#### [Your objective]
Your answer should be only the lines below from the one with "Find the man's" to the one with "Find the fence post", repeated exactly, ends included.

#### [Entries provided]

::::::::

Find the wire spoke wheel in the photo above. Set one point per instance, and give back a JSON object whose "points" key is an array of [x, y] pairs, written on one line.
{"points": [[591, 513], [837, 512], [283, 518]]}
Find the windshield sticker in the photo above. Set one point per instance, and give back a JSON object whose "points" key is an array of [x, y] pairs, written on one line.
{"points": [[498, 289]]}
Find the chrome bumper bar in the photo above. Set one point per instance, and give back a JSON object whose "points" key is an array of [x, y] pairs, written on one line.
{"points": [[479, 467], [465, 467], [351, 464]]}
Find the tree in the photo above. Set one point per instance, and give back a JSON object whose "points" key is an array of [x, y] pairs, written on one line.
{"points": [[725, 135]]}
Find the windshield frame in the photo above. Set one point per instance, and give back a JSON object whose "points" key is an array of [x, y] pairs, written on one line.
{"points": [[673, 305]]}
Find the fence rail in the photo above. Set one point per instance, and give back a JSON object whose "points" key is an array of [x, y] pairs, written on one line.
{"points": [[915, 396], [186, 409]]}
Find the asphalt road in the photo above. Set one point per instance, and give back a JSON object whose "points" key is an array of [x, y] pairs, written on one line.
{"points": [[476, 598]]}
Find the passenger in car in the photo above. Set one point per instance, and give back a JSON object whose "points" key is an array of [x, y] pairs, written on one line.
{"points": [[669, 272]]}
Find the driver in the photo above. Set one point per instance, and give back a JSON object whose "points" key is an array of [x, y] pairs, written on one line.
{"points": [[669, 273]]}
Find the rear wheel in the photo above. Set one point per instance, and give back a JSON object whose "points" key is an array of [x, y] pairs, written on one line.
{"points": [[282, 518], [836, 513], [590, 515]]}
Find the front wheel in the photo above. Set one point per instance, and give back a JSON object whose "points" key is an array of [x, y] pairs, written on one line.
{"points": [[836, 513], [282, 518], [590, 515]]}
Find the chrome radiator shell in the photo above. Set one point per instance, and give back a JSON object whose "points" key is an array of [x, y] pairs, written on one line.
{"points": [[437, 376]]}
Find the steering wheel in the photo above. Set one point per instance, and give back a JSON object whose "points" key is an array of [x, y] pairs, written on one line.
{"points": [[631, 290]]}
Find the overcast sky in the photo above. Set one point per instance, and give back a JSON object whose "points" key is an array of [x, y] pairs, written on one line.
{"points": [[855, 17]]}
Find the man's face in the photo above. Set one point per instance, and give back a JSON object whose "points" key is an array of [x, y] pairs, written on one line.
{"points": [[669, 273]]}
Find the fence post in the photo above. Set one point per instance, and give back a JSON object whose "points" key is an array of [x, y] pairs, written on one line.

::::::::

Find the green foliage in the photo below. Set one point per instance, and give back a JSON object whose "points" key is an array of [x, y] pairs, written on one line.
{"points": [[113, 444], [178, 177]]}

::::::::

#### [Task output]
Find the man's face in the photo above. Set one point per instance, and give back a JSON object whose "points" key is an array of [x, y] pairs, written on one line.
{"points": [[669, 273]]}
Find the fence post in the photo above. Set one point per instance, and give back a JSON object whose "points" key is an array of [x, y] pairs, written on one line.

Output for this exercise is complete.